Rewrite every line of the items below as a JSON list of strings, one string per line, with blank lines omitted.

(Dataset records)
┌──
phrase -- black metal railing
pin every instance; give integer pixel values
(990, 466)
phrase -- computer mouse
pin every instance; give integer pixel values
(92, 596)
└──
■ Task response ■
[
  "phrase -- black metal railing",
  "pin every instance; give integer pixel values",
  "(990, 466)",
  "phrase -- computer mouse",
  "pin every instance; give integer pixel values",
  "(92, 596)"
]